What is expected:
Reproduce the data from the line containing "target | concrete patio slab" down through the end of the data, both ends included and requests kept, with every coordinate in the answers multiplied by 2.15 and rounded to a whole number, halves rounding up. Return only those lines.

Given data:
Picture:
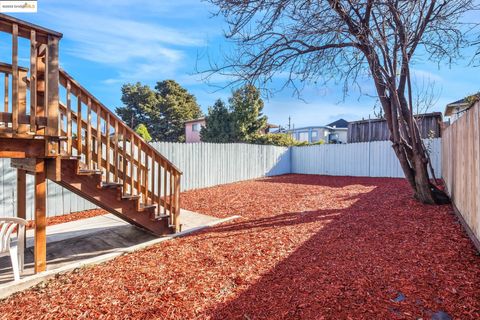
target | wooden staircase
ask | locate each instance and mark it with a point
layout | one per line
(53, 128)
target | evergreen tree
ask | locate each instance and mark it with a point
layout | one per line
(218, 124)
(142, 131)
(246, 106)
(163, 111)
(137, 101)
(176, 105)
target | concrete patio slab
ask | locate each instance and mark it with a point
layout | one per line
(89, 241)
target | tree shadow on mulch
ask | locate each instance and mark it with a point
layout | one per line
(329, 181)
(376, 259)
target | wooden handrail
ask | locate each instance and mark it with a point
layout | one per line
(136, 167)
(78, 89)
(25, 28)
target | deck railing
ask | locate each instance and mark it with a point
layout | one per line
(105, 143)
(80, 126)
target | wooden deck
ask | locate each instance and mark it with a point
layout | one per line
(55, 129)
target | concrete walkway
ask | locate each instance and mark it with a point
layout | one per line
(77, 242)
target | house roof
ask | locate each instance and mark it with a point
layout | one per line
(340, 123)
(462, 103)
(422, 115)
(195, 120)
(271, 126)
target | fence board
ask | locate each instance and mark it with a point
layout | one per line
(461, 167)
(367, 159)
(209, 164)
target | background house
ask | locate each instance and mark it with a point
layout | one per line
(456, 109)
(335, 132)
(192, 129)
(430, 125)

Output:
target | concrete patio slab
ask | locate each instance and mark it with a point
layout | one per line
(191, 518)
target | tree shadow on mulch
ask | locate each instance and mark it with a point
layout | one per line
(707, 389)
(808, 557)
target | wooden handrail
ask | locate each instance and mark it with a point
layout | one per line
(292, 359)
(168, 191)
(54, 60)
target | deck railing
ask | locate each instance and mark it with a point
layout | one per line
(226, 307)
(172, 271)
target | wooden deck
ask | locate each instance and mark it with a point
layout | one per line
(118, 277)
target | concrete walkway
ask | locate each instance and mark it with a point
layout | one per line
(166, 520)
target | house roof
ask | locate each instance and mark it with a point
layout | one per line
(731, 264)
(993, 221)
(907, 247)
(419, 258)
(583, 271)
target | fence board
ask | locate each instance and mark it with a point
layout | one per line
(991, 359)
(789, 342)
(449, 353)
target | background house
ask | locate each instance and mark it with a point
layout | one per line
(980, 234)
(720, 284)
(413, 277)
(925, 269)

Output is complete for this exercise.